- TEXT EXTRACT -

# new semi v mod



## snowboardinmn (Apr 9, 2008)

hi finally the Minnesota weather has let me start working on my jon
today all i could do was strip and start painting my trailer. I am planning on often updating this post as i will be doing alot of work. i would love to see your feedback.


----------



## Jim (Apr 9, 2008)

Welcome to the forum and thanks for joining. It's been a long crappy winter for sure. Boat and trailer appear to be in good shape. Looks like surface rust on the trailer? That will look brand new when you paint it up.


----------



## caddyjosh (Apr 10, 2008)

welcome to the forum nice project you got there it is addicting I am almost done and now I am on the hunt for another tin boat. How do you guys do it with out ending up with 20 tin boat all done up in your back yards.


----------



## Captain Ahab (Apr 10, 2008)

Welcome aboard - looks like a nice project you got started.

Here is to warmer weather 8) 8)


----------



## snowboardinmn (Apr 10, 2008)

thanks ill post some pictures or the trailer. I got only about half painted yestersay. Then it got dark  


The plans are adding decking. swivel seats. some storage and more.

thanks for all the fast feedback


----------



## Nickk (Apr 10, 2008)

you snowboard in Minnesota?

Do you skate too?


----------



## snowboardinmn (Apr 12, 2008)

still snowing here so i could not get any work done since the last post


----------



## Captain Ahab (Apr 12, 2008)

snowboardinmn said:


> still snowing here so i could not get any work done since the last post



It is 80* here in Pennsylvania, what part of Siberia are you in?


----------



## Waterwings (Apr 12, 2008)

Looks like a great project boat and trailer! 8)


----------



## snowboardinmn (Apr 12, 2008)

around the twin cities it should be nice next week so i should be able to get some work done


----------



## bassboy1 (Apr 12, 2008)

- REQUIREMENT -
Can you print the stretch of the boat project thread from "## Jim (Apr" through "your back yards.", word for word? Nothing in the listing is needed here.

[Excerpts from annotation records]
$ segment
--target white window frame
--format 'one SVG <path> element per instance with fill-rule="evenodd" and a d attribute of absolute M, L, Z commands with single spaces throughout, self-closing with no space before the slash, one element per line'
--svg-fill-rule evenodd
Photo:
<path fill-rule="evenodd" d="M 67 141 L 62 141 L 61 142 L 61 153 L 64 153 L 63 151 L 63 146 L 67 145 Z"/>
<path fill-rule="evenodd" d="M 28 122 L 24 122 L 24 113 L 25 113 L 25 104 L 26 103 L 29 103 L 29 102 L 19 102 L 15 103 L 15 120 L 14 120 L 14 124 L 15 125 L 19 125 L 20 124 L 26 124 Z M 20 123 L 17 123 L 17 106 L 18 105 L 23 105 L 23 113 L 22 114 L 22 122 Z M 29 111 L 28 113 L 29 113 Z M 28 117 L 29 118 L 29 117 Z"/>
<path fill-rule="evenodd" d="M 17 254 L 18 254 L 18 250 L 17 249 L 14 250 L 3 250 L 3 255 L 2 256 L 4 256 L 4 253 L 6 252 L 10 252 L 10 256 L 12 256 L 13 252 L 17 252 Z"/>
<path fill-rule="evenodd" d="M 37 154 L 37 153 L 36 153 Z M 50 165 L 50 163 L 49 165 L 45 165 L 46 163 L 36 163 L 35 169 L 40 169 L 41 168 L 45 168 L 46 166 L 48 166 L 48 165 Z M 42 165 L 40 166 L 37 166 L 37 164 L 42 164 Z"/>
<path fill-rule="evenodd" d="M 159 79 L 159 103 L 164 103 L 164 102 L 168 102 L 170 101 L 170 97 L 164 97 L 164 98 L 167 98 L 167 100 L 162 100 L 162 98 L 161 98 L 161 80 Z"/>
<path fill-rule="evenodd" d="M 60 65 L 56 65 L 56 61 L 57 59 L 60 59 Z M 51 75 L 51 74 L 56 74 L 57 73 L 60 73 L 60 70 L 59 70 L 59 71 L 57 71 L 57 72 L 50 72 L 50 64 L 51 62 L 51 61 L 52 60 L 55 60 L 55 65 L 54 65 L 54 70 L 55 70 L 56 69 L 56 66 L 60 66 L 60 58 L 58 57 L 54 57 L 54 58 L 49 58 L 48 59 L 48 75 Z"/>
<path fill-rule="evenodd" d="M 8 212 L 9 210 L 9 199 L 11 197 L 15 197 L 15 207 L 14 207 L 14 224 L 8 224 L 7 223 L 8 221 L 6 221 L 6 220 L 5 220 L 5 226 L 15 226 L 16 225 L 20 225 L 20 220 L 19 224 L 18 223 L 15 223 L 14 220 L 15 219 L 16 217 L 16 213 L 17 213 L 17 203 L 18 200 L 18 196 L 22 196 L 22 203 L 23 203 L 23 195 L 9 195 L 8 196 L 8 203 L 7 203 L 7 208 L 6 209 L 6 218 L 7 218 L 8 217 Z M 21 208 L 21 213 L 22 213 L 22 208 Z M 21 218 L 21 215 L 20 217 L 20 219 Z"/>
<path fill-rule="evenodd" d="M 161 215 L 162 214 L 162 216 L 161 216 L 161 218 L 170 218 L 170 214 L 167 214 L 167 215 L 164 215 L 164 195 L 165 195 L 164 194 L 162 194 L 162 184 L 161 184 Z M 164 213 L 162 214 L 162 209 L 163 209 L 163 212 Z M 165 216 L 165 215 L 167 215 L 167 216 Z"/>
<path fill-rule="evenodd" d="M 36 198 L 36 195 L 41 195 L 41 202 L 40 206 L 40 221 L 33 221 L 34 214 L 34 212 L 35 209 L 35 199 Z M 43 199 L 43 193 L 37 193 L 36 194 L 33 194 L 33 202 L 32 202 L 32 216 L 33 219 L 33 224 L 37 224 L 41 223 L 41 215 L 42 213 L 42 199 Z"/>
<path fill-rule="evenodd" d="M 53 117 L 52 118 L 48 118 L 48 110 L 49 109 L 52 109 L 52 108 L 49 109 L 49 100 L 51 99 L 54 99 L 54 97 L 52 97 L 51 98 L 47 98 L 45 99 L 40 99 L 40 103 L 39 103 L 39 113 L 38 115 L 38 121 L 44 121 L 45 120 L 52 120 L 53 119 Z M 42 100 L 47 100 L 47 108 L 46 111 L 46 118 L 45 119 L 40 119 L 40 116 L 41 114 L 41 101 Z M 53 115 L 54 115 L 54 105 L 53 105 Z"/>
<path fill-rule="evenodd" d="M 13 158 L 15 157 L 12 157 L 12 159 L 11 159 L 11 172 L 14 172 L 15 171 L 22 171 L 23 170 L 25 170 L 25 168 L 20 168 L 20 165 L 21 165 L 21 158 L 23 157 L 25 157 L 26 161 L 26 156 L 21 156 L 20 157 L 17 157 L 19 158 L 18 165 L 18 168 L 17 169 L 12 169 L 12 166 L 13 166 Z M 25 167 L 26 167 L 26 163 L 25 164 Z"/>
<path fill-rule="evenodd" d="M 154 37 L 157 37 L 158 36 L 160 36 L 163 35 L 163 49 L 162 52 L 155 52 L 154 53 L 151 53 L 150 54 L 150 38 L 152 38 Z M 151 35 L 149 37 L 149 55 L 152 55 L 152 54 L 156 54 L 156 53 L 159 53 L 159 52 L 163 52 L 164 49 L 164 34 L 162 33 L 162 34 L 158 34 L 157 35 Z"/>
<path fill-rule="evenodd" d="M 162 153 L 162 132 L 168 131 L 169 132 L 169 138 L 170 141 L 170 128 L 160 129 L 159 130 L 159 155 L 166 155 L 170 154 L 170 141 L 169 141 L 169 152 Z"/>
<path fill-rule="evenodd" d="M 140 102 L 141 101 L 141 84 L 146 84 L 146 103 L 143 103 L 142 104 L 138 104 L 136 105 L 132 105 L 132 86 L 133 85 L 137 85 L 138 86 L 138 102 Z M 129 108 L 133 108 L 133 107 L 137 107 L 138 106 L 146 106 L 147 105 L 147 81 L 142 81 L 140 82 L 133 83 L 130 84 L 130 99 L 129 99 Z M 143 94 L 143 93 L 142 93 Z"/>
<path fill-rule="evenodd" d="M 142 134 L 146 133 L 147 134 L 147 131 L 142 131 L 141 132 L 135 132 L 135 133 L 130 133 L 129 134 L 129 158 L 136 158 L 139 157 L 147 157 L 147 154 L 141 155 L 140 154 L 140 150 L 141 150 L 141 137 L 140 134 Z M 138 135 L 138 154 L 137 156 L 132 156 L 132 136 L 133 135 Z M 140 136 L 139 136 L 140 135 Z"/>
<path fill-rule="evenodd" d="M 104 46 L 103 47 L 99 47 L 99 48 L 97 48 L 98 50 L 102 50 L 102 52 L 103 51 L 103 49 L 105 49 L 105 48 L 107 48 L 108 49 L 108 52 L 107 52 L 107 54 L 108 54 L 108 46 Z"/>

- RESPONSE BELOW -
## Jim (Apr 9, 2008)

Welcome to the forum and thanks for joining. It's been a long crappy winter for sure. Boat and trailer appear to be in good shape. Looks like surface rust on the trailer? That will look brand new when you paint it up.


----------



## caddyjosh (Apr 10, 2008)

welcome to the forum nice project you got there it is addicting I am almost done and now I am on the hunt for another tin boat. How do you guys do it with out ending up with 20 tin boat all done up in your back yards.